▶ _TEXT SECTION_:
▼▼▼

We are dealing with an extremely (over several minutes) long-running Django orm keyword text query that is causing timeouts.
For reasons we've yet to diagnose, when a keyword search is made on our postgres db containing over 1 million text records, the timeout occurs despite having implemented what we believe is the recommended approach to improving performance in such as scenario (e.g GIN indexes and to_tsvectors).
There are probably many stones yet unturned, but as a temporary fix, initial Googling points to a solution to manage/stop the hanging query using the multiprocessing module. For example:
import multiprocessing
import time
def run_problem_db_query(textFileSearchParameter, returned_statements):
# this is the db query that hangs.....
retrieved_text_files = statements.extra(where=["textfiles_tsv @@ plainto_tsquery(%s)"], params=[textFileSearchParameter])

▲▲▲

▶ _WHAT YOU WILL DO_:
• a. In the Django query post, how many text records does the postgres database hold?
• b. Why does the Django query post turn to the multiprocessing module? Answer in one to three sentences.
• c. Carry on writing the Django query post from its last line.
The records play no role in this work.

▶ _MATERIAL PROVIDED_:
▼▼▼

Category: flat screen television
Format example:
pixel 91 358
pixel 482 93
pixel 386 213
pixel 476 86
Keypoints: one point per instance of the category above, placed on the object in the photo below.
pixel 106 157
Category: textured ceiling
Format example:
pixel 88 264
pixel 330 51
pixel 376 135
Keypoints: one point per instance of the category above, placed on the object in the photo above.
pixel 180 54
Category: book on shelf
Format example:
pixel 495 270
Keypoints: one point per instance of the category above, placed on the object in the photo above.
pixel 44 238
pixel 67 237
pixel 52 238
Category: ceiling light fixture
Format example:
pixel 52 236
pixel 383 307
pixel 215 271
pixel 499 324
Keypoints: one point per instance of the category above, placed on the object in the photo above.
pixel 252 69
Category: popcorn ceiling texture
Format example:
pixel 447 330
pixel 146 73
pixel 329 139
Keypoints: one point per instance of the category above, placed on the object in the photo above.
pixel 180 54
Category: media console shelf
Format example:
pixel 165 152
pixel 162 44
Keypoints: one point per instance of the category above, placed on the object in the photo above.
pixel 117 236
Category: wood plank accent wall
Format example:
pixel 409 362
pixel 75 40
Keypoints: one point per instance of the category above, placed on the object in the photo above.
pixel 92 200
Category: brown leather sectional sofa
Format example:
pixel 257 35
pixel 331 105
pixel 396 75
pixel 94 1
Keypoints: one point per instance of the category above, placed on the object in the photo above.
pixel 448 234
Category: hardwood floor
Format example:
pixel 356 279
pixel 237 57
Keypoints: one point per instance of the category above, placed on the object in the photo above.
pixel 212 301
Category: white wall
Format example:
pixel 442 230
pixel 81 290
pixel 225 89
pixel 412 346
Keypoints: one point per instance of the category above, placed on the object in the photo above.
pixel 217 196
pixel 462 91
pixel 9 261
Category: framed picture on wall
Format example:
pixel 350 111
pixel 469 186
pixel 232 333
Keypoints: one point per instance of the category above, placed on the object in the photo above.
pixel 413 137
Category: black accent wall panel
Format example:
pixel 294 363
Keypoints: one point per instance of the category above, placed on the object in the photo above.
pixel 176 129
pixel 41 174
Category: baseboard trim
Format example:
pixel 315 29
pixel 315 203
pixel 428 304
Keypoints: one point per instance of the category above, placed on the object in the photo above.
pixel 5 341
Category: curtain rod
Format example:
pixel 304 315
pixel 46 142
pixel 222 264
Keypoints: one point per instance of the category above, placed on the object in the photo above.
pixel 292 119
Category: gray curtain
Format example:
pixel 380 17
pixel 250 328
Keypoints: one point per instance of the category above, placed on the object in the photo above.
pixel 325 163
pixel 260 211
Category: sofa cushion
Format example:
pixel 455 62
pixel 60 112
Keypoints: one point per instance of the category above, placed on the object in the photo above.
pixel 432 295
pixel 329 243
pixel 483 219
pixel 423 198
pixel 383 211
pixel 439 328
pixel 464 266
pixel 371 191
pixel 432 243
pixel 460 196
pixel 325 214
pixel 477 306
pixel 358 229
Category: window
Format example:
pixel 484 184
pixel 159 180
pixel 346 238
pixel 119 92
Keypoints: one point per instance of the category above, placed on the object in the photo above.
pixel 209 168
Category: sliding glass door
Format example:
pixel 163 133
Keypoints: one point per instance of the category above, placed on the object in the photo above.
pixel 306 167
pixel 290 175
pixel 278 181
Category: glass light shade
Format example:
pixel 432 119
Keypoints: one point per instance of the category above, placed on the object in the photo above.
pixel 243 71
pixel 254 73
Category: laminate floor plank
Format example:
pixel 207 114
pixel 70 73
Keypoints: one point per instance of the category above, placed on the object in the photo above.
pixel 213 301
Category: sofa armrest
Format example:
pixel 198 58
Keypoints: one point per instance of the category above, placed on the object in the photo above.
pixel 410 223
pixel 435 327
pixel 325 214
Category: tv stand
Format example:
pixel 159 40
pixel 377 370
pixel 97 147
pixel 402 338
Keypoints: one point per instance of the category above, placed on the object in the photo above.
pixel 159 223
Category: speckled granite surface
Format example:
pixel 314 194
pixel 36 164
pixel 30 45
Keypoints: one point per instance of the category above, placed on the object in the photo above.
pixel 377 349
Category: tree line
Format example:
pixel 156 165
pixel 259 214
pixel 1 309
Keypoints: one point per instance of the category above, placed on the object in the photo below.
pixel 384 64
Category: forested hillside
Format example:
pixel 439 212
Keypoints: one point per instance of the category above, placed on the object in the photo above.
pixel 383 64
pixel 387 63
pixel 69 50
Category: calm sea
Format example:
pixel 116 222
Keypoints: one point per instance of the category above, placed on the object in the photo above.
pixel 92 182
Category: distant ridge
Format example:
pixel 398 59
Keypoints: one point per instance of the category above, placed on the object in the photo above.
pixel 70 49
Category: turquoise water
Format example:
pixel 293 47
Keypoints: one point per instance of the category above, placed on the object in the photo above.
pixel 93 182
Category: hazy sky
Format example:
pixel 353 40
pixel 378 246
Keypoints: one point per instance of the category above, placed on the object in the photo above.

▲▲▲

▶ _RESPONSES TO THE TASKS_:
• a. Over 1 million text records.

• b. A keyword text query runs for several minutes and causes timeouts, even with GIN indexes and to_tsvectors in place. As a temporary fix, initial Googling pointed to the multiprocessing module as a way to manage or stop the hanging query.

• c.
return retrieved_text_files
retrieved_text_files = None
p = multiprocessing.Process(target=run_problem_db_query, name="run_problem_db_query", args=(textSearch, retrieved_text_files))
p.start()
time.sleep(10)
p.terminate()
p.join()
Even though a few blogs and SO posts have recommended a version of this approach, what are the potential problems (if any)?
Ultimately, we want to fix the query of course and any potential issues with the db itself, but aside from consuming a potentially-large memory footprint (as mentioned here), what else are the potential pitfalls of such an approach?